# Task to carry out
Write out the passage below on deriving m(x), word for word, from "Mathematical derivation of" to "by Keith Goldfeld.".

Empirical CDF of $X_n$

Now that we went over the CDF of the Irwin-Wall distribution, we can proceed to derive a formula for $m(x)$.

Mathematical derivation of $m(x)$

For $n \in \mathbb{N}^* $, we have:

\[\begin{align*} P \left[ N(x) = n \right] &= P \left[ (X_{n-1} \leq x) \; \& \; (X_n > x) \right] \\ &= P\left[ (X_n > x) \; | \; (X_{n-1} \leq x) \right] P\left[ X_{n-1} \leq x \right] \\ &= \left( 1 - P\left[ (X_n \leq x) \; | \; (X_{n-1} \leq x) \right] \right) P\left[ X_{n-1} \leq x \right] \\ &= \left( 1 - \frac{P\left[ (X_{n-1} \leq x) \; \& \; (X_n \leq x) \right]}{P\left[ X_{n-1} \leq x \right]} \right) P\left[ X_{n-1} \leq x \right] \\ &= \left( 1 - \frac{P\left[ X_n \leq x \right]}{P\left[ X_{n-1} \leq x \right]} \right) P\left[ X_{n-1} \leq x \right] \\ &= P\left[ X_{n-1} \leq x \right] - P\left[ X_n \leq x) \right] \end{align*}\]

A derivation for $x=1$ can be also found in the blog post [4] by Keith Goldfeld.

# Excerpted records
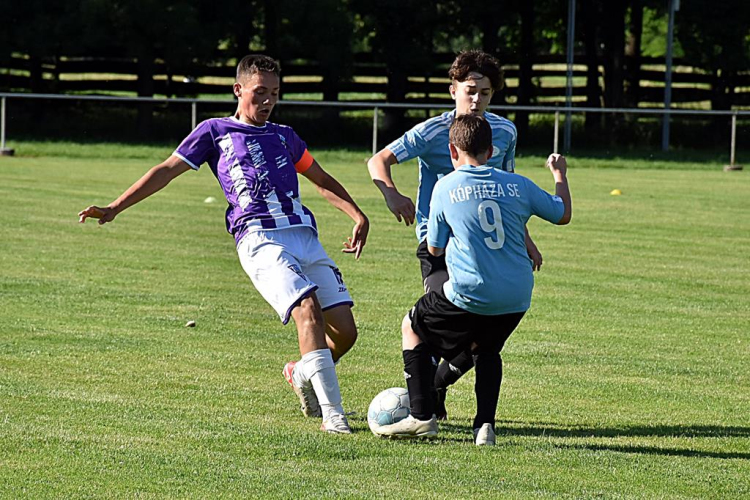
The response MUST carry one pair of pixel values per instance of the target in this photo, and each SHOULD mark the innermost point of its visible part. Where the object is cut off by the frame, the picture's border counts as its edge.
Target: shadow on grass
(514, 428)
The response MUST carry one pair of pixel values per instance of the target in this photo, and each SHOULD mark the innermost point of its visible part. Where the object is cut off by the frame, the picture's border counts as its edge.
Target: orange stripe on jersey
(305, 162)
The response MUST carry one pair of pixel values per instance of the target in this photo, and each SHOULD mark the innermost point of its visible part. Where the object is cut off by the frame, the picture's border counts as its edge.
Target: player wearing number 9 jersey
(478, 215)
(477, 219)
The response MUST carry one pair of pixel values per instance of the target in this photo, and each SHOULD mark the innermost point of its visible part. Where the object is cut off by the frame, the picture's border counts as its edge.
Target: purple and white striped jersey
(257, 169)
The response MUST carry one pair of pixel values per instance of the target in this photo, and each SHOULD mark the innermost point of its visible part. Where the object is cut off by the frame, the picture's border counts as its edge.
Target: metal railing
(556, 110)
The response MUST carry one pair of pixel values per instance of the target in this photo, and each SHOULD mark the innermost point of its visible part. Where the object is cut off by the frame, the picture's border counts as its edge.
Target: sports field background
(628, 378)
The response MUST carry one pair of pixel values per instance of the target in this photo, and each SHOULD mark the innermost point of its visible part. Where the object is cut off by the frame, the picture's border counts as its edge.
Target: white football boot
(336, 424)
(484, 436)
(409, 428)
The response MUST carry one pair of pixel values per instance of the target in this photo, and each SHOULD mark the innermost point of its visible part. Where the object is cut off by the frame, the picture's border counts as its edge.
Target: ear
(453, 150)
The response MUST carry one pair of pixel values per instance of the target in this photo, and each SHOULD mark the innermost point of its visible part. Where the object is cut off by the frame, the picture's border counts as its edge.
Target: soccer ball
(388, 407)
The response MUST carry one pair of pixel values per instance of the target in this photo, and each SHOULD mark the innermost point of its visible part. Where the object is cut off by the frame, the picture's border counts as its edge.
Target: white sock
(318, 368)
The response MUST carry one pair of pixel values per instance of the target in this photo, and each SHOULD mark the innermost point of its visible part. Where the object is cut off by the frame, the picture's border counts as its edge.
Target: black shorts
(448, 330)
(428, 262)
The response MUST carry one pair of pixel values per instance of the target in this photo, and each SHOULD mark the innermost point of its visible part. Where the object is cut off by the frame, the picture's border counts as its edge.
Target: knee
(308, 315)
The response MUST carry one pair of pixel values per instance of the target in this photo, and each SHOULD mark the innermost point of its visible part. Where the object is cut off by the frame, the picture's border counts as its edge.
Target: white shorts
(286, 265)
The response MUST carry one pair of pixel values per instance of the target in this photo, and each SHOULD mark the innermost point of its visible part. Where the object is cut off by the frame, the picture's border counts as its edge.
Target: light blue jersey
(428, 141)
(479, 215)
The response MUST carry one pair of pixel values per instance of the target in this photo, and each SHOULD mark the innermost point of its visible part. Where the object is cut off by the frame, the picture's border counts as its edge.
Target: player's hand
(401, 206)
(557, 163)
(356, 242)
(534, 254)
(103, 214)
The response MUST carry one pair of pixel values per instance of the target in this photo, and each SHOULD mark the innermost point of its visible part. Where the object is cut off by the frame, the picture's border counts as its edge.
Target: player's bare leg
(341, 330)
(316, 370)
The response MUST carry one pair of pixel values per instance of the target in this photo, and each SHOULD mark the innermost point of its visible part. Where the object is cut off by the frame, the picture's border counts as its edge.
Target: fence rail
(377, 107)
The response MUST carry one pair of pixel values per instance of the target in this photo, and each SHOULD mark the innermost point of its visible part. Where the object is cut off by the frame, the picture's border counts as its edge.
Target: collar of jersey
(483, 169)
(238, 121)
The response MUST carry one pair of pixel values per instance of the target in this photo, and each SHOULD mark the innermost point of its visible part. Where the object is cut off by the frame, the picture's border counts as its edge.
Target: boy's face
(473, 95)
(256, 97)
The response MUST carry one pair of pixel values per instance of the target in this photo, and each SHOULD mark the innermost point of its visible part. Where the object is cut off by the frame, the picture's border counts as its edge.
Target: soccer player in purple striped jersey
(256, 163)
(475, 77)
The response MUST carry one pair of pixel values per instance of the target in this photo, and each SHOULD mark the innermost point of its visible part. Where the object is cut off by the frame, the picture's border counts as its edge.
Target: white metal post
(2, 126)
(569, 75)
(557, 132)
(674, 5)
(375, 131)
(733, 147)
(3, 150)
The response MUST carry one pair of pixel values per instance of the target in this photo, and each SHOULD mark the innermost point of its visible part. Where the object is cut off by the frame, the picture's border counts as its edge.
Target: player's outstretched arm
(338, 196)
(380, 171)
(151, 182)
(559, 168)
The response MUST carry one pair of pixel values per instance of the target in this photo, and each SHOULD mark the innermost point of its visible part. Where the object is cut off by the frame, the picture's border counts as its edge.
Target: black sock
(489, 375)
(450, 371)
(419, 371)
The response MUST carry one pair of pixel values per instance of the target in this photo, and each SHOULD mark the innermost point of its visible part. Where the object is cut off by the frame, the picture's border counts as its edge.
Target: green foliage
(715, 35)
(627, 379)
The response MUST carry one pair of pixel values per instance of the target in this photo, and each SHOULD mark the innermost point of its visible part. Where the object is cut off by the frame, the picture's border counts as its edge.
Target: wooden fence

# The completed task
Mathematical derivation of $m(x)$

For $n \in \mathbb{N}^* $, we have:

\[\begin{align*} P \left[ N(x) = n \right] &= P \left[ (X_{n-1} \leq x) \; \& \; (X_n > x) \right] \\ &= P\left[ (X_n > x) \; | \; (X_{n-1} \leq x) \right] P\left[ X_{n-1} \leq x \right] \\ &= \left( 1 - P\left[ (X_n \leq x) \; | \; (X_{n-1} \leq x) \right] \right) P\left[ X_{n-1} \leq x \right] \\ &= \left( 1 - \frac{P\left[ (X_{n-1} \leq x) \; \& \; (X_n \leq x) \right]}{P\left[ X_{n-1} \leq x \right]} \right) P\left[ X_{n-1} \leq x \right] \\ &= \left( 1 - \frac{P\left[ X_n \leq x \right]}{P\left[ X_{n-1} \leq x \right]} \right) P\left[ X_{n-1} \leq x \right] \\ &= P\left[ X_{n-1} \leq x \right] - P\left[ X_n \leq x) \right] \end{align*}\]

A derivation for $x=1$ can be also found in the blog post [4] by Keith Goldfeld.